- Opening Delimiter -

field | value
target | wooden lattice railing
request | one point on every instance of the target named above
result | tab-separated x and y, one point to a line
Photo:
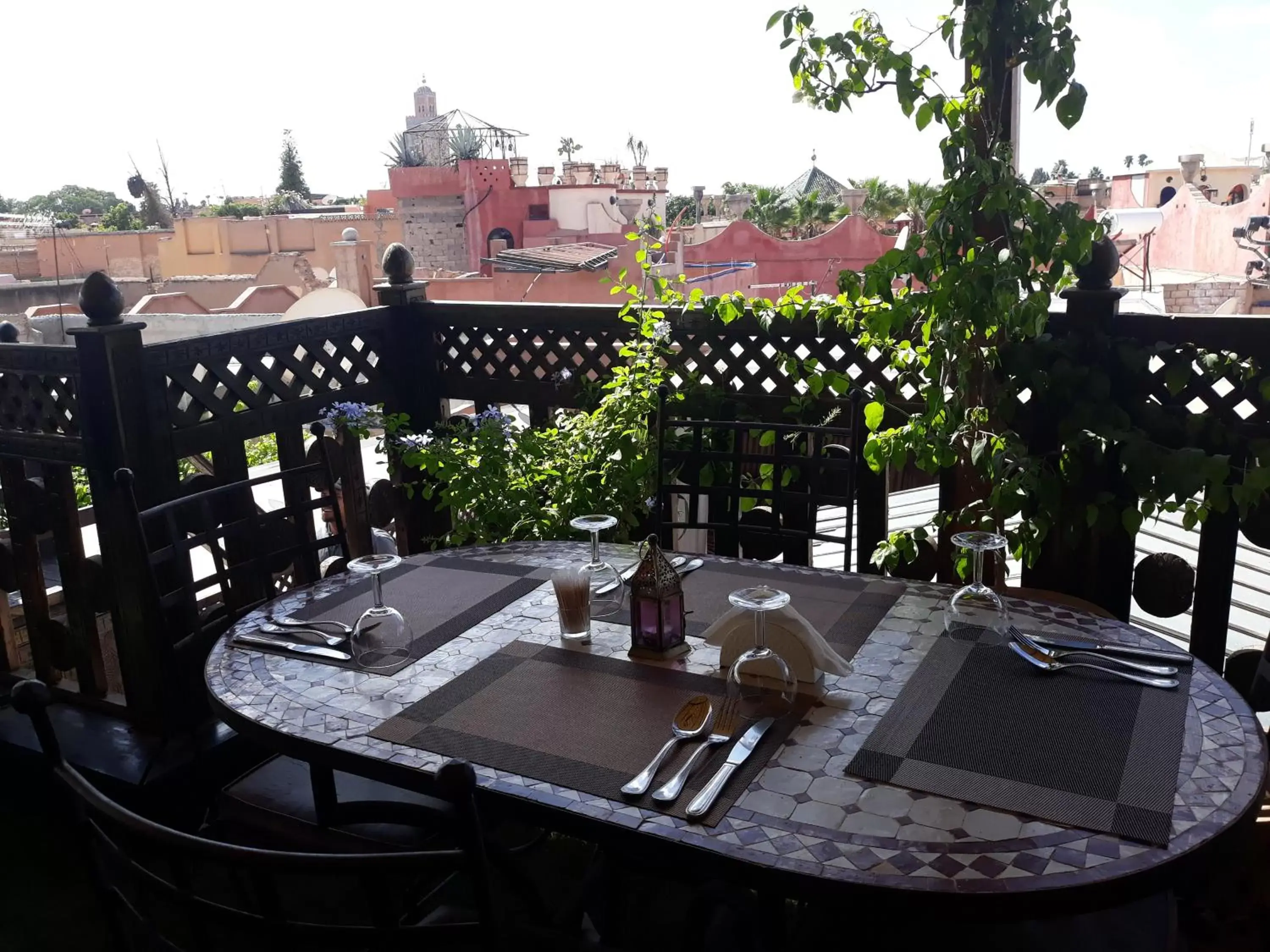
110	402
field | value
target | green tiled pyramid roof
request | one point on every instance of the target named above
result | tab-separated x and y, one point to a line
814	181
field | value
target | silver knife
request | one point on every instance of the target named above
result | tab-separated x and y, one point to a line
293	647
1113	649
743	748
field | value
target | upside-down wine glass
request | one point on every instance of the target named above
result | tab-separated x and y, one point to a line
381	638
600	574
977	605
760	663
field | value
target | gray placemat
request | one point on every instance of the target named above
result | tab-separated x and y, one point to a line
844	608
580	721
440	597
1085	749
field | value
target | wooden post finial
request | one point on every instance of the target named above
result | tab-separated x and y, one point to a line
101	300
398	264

- Closing Delimiter -
- Opening Delimiter -

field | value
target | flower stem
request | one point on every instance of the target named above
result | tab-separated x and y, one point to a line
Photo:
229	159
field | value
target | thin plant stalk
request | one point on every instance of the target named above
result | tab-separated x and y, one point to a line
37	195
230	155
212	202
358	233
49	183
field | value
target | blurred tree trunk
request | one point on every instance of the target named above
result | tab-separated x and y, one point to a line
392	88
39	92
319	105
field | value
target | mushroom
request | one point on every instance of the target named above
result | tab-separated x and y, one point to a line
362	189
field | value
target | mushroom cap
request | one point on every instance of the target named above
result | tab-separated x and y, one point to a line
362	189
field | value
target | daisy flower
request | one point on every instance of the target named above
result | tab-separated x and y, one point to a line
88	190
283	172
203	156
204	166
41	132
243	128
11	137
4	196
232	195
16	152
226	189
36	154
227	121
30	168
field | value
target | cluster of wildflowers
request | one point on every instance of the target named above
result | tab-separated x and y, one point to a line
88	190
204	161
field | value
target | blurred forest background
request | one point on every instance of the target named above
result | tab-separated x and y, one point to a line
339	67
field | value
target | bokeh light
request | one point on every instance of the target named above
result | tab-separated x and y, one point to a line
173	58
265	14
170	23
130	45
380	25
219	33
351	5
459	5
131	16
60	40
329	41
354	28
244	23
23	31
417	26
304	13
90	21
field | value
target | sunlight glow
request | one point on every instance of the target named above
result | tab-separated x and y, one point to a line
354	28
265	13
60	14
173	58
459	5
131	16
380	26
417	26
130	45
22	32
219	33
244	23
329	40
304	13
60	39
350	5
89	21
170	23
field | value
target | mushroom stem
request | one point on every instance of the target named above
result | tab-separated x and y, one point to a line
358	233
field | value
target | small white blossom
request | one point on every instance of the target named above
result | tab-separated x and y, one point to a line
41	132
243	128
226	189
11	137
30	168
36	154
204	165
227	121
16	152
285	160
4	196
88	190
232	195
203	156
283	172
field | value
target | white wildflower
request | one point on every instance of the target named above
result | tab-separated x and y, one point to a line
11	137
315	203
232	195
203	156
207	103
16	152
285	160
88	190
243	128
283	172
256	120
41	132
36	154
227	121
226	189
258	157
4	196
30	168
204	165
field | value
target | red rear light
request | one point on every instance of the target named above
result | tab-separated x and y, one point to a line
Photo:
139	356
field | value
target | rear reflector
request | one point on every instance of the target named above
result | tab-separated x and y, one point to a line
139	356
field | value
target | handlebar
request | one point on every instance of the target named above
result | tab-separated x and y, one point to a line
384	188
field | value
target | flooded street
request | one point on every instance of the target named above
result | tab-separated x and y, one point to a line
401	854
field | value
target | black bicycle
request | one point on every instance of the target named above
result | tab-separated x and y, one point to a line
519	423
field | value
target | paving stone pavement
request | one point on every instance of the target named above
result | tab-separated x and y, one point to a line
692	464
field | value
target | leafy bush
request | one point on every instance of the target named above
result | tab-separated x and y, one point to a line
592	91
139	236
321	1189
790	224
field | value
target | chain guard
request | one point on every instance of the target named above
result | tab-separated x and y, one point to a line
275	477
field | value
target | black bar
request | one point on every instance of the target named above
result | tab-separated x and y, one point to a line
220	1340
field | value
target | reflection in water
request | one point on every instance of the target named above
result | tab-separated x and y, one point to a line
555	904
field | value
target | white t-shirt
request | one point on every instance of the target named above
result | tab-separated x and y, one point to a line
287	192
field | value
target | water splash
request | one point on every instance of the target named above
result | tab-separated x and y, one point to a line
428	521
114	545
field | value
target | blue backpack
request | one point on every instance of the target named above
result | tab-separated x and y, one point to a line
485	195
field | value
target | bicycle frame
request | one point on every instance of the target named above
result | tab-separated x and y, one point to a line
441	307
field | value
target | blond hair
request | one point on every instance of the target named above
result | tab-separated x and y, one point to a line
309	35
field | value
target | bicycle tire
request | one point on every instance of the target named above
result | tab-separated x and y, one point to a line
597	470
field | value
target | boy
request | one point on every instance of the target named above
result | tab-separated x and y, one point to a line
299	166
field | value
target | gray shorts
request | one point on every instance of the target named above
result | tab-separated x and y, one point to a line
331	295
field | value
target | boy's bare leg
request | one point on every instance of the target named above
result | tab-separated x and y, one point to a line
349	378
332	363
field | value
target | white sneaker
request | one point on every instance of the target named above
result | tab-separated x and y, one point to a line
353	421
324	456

- Closing Delimiter -

◆ Work item ◆
Above are the entries; copy every line among them that contains the word "rear".

◆ Solution for this task ◆
target | red rear light
target | rear reflector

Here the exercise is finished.